**Gösterilen Metin**
########

Kaybolmuş veya Hata Sonucu Ele Geçmiş Eşya Üzerinde Tasarruf Suçu ve Cezası

Kaybolmuş veya Hata Sonucu Ele Geçmiş Eşya Üzerinde Tasarruf Suçu ve Cezası

Kaybolmuş veya hata sonucu ele geçmiş eşya üzerinde tasarruf suçu, Türk Ceza Kanunu’nda, mala karşı suçlar bölümü altında yer alan suç tiplerinden biridir. Başkasına ait, kaybolmuş veya hata sonucu ele geçirilmiş bir eşya üzerinde hâkimiyet kurulması, bu suç tipini oluşturmaktadır. Söz konusu suçu işleyen kişilere 1 yıla kadar hapis ve adli para cezası verilmektedir.

İçindekiler

Kaybolmuş veya Hata Sonucu Ele Geçmiş Eşya Üzerinde Tasarruf Suçu Nedir?

########

**Materyal**

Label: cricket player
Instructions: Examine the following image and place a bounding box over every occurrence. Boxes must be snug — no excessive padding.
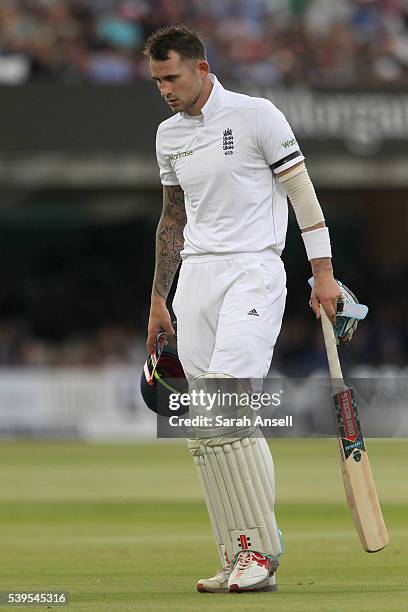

########

**Görev Koşulları**
Yukarıdaki, kaybolmuş veya hata sonucu ele geçmiş eşya üzerinde tasarruf suçunu anlatan metni hiçbir değişiklik yapmadan baştan sona yinele.

**Alıştırmanın Çözümü**
Kaybolmuş veya Hata Sonucu Ele Geçmiş Eşya Üzerinde Tasarruf Suçu ve Cezası

Kaybolmuş veya Hata Sonucu Ele Geçmiş Eşya Üzerinde Tasarruf Suçu ve Cezası

Kaybolmuş veya hata sonucu ele geçmiş eşya üzerinde tasarruf suçu, Türk Ceza Kanunu’nda, mala karşı suçlar bölümü altında yer alan suç tiplerinden biridir. Başkasına ait, kaybolmuş veya hata sonucu ele geçirilmiş bir eşya üzerinde hâkimiyet kurulması, bu suç tipini oluşturmaktadır. Söz konusu suçu işleyen kişilere 1 yıla kadar hapis ve adli para cezası verilmektedir.

İçindekiler

Kaybolmuş veya Hata Sonucu Ele Geçmiş Eşya Üzerinde Tasarruf Suçu Nedir?